> [WHAT YOU HAVE TO DO]: Start at the line in the entries below that contains "Note: pick out every instance of the horizon", stop at the line that contains "Note: pick out every instance of the forested", and output exactly the lines in that span, both ends included.

> [TASK INPUTS]:

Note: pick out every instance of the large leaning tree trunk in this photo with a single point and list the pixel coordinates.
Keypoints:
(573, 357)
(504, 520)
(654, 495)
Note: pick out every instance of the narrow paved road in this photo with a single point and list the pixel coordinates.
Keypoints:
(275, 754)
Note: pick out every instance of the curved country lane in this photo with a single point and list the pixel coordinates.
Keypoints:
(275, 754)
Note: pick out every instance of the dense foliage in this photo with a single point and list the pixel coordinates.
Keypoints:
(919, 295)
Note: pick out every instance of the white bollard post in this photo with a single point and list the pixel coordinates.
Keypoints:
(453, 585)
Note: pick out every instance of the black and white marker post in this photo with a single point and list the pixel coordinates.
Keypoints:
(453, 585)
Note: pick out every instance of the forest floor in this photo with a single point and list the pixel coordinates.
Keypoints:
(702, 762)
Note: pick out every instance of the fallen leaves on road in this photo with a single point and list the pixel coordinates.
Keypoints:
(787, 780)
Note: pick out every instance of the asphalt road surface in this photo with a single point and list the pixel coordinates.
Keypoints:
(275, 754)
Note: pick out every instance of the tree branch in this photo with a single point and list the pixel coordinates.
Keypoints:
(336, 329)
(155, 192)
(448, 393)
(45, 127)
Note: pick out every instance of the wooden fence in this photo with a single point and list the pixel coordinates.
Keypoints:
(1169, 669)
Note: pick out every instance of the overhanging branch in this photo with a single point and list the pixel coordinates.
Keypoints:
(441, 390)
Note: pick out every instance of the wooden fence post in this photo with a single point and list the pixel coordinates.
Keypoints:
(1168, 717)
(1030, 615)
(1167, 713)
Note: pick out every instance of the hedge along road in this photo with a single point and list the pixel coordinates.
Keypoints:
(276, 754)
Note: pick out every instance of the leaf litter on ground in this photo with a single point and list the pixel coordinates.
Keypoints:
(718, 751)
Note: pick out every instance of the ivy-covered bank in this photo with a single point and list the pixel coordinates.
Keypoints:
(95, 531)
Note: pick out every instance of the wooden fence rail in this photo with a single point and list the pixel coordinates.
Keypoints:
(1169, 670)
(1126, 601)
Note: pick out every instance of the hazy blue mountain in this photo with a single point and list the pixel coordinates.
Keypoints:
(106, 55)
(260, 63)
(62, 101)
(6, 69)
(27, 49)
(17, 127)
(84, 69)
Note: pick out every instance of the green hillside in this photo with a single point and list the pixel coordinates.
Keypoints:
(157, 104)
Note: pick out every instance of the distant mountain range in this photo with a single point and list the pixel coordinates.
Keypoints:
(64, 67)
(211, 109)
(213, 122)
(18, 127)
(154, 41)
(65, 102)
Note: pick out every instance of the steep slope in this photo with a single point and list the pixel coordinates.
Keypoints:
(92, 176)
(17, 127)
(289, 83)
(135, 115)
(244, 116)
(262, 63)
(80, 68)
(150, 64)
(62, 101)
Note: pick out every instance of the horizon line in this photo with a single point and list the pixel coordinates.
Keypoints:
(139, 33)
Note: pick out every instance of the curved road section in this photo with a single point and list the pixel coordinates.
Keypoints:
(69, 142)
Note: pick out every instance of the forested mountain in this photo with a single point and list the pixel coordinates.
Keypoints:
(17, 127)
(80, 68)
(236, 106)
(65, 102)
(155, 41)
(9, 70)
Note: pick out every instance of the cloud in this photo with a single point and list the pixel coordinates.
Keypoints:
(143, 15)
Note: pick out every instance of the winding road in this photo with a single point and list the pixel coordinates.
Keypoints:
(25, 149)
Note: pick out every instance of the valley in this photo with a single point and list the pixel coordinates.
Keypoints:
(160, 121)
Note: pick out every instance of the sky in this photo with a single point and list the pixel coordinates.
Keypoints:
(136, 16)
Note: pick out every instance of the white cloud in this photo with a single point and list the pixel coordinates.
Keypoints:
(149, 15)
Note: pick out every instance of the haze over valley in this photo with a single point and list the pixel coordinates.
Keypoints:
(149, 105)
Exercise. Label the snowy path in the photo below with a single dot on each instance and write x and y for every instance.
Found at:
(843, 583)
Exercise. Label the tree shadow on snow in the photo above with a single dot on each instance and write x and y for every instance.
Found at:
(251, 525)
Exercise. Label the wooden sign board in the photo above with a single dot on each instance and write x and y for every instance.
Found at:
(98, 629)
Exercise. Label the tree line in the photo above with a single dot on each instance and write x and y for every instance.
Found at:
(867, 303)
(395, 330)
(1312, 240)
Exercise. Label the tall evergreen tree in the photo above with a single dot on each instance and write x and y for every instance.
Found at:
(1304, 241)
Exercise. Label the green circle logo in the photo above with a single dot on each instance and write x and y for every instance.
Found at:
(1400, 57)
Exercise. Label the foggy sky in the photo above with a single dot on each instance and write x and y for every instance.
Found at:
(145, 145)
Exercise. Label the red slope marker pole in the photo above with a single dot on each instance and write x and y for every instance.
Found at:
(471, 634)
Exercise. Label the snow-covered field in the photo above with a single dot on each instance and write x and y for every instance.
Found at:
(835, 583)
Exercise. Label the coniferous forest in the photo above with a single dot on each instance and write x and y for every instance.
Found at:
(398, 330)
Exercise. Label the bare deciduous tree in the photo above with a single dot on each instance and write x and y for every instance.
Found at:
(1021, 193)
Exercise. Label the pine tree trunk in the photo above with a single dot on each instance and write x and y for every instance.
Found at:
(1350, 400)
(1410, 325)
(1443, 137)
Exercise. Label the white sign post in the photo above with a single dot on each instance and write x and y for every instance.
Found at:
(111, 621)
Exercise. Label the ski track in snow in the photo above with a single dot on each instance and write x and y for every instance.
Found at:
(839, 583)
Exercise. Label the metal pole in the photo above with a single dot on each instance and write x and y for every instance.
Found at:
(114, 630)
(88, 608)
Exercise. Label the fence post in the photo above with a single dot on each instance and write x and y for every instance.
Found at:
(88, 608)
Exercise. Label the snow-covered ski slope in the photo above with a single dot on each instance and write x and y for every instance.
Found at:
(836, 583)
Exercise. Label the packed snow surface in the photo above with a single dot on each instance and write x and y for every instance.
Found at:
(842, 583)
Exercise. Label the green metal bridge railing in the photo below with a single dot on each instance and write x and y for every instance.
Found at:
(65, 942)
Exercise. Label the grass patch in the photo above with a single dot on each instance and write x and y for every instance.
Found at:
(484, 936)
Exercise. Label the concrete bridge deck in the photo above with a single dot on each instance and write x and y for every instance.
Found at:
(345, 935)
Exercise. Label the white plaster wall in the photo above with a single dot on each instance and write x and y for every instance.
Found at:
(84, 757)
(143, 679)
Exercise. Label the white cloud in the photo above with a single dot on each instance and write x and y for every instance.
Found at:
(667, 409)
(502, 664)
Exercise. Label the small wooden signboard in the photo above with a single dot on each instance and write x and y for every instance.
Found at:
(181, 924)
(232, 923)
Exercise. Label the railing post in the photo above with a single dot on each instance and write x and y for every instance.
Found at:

> [WRITTEN SOLUTION]:
Note: pick out every instance of the horizon line in this photo with a single point and list the pixel coordinates.
Keypoints:
(139, 33)
Note: pick out every instance of the curved road section in this photo with a single point and list the pixel coordinates.
Keypoints:
(69, 142)
Note: pick out every instance of the forested mountain in this photo with a single point and list the pixel coordinates.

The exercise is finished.